AIM OF THE TASK ::
Repeat verbatim, and only, the lines of the data below, beginning at the line that contains "box: [9, 413, 1536, 873]" and stopping after the line that contains "421L2 873L1071 853L689".

DATA EXCERPTS ::
——————

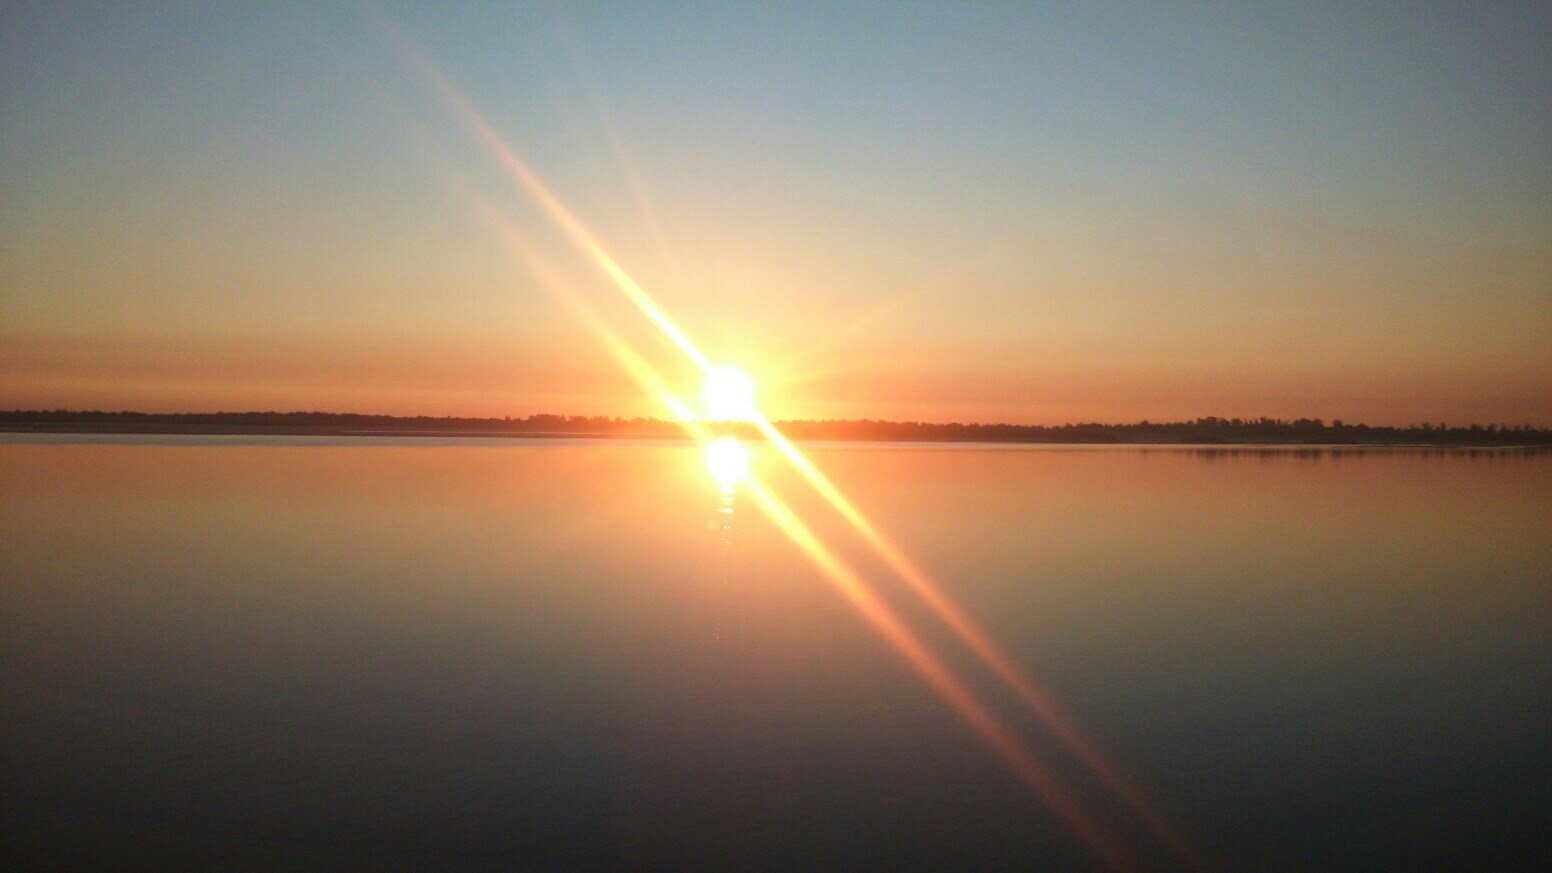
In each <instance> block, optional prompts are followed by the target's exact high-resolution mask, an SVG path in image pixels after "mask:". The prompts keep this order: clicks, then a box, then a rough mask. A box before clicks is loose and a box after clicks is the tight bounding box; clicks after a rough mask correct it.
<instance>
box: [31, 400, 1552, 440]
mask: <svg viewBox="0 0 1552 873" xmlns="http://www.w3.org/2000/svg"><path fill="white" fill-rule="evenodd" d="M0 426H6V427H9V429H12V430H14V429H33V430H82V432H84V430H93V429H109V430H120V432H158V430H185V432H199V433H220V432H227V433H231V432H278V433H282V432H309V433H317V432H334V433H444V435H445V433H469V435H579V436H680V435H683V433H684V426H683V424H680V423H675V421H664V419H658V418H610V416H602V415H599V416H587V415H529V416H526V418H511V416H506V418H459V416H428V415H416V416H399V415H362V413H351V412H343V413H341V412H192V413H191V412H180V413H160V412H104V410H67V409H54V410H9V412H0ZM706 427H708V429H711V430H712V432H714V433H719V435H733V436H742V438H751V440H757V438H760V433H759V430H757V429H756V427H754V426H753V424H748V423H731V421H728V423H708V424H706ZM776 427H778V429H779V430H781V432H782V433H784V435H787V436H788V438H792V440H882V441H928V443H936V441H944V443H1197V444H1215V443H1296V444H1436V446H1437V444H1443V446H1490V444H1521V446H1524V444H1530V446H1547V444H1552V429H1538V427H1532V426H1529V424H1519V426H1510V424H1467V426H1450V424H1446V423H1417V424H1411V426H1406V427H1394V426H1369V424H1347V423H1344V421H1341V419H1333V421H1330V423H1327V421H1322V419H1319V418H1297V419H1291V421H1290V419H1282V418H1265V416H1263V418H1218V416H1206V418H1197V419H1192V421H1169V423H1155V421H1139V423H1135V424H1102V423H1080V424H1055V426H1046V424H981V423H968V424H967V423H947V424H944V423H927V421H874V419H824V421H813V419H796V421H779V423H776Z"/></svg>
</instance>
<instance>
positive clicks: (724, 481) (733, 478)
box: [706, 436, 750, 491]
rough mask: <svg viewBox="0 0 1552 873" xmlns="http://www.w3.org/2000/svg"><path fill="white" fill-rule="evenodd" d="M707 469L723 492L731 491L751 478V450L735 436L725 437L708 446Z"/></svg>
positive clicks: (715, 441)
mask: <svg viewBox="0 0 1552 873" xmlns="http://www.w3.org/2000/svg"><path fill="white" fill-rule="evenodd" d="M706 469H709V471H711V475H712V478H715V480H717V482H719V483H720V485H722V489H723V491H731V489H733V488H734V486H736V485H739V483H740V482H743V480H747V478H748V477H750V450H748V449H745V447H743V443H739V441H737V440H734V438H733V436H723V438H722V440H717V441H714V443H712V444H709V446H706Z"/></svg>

——————

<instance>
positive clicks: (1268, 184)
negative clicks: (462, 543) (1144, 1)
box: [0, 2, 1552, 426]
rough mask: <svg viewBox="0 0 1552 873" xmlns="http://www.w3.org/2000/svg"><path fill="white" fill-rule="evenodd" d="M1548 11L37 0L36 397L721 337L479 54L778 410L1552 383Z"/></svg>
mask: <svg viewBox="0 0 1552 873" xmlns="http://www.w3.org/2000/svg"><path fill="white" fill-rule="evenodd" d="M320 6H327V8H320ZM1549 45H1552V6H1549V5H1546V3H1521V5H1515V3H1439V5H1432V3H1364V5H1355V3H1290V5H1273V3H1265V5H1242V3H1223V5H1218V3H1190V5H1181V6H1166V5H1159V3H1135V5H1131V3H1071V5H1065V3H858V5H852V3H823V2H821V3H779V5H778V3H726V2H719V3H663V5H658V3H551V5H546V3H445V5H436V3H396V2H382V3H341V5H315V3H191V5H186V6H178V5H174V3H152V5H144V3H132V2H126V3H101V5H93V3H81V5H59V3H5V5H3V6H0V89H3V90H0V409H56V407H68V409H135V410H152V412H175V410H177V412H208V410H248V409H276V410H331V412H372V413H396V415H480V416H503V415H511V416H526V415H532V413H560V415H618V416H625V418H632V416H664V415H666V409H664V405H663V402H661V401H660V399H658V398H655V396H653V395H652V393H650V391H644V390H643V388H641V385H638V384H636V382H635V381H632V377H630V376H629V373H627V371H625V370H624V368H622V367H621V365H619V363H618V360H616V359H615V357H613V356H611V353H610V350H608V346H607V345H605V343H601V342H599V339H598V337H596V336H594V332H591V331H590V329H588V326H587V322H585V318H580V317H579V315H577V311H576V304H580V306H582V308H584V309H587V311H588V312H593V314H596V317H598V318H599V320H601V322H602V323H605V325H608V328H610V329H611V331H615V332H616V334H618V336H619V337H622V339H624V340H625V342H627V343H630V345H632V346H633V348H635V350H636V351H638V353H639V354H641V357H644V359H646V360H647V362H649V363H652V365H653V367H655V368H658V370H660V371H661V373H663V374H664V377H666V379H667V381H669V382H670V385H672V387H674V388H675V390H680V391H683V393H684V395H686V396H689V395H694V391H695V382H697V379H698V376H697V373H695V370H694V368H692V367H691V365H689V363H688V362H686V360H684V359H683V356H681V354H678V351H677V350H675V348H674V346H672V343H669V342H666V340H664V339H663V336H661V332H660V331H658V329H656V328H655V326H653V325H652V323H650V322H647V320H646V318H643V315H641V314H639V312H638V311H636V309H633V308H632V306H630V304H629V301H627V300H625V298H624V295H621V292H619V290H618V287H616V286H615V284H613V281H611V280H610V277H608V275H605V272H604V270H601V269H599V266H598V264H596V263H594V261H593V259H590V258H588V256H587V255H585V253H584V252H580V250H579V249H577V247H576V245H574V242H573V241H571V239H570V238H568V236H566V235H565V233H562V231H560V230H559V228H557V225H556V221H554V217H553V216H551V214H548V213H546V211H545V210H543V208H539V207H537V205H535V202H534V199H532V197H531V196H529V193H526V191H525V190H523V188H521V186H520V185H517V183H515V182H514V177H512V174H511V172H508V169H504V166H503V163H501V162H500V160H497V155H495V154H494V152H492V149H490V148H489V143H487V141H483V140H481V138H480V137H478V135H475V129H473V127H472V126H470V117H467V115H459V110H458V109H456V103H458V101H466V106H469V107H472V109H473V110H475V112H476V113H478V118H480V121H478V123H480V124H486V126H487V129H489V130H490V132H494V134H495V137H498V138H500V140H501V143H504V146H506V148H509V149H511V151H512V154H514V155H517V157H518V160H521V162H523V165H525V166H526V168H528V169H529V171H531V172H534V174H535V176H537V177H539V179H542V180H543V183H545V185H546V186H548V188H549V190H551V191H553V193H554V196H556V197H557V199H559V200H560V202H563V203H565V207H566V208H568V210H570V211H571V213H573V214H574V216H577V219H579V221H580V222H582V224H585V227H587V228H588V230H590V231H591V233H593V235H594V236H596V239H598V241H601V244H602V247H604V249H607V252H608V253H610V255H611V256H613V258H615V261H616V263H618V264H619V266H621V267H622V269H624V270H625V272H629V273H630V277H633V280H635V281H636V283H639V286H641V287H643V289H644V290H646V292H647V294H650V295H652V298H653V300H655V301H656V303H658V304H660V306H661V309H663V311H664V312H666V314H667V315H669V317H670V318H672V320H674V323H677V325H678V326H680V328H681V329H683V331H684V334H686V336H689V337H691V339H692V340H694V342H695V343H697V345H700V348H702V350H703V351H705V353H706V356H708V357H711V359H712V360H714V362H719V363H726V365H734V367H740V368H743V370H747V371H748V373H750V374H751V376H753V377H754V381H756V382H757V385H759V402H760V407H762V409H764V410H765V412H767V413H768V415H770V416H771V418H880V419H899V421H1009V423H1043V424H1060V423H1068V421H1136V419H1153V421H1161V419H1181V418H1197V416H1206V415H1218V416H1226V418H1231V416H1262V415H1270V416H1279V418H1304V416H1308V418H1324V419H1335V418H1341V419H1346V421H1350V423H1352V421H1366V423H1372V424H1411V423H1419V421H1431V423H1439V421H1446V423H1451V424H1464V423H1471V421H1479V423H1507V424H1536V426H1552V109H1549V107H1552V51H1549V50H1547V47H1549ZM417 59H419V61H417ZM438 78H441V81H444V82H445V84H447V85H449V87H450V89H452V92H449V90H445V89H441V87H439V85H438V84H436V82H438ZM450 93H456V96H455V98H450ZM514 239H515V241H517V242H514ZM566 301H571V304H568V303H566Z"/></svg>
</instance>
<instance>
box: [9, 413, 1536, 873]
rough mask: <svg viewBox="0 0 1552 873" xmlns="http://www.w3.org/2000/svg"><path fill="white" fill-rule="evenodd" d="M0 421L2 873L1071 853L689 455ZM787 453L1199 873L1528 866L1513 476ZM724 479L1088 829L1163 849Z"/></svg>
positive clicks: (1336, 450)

——————

WRITTEN RESPONSE ::
box: [9, 413, 1536, 873]
rough mask: <svg viewBox="0 0 1552 873" xmlns="http://www.w3.org/2000/svg"><path fill="white" fill-rule="evenodd" d="M0 421L2 873L1071 853L689 455ZM787 453L1199 873L1528 866L1513 476ZM724 479L1088 829L1163 849Z"/></svg>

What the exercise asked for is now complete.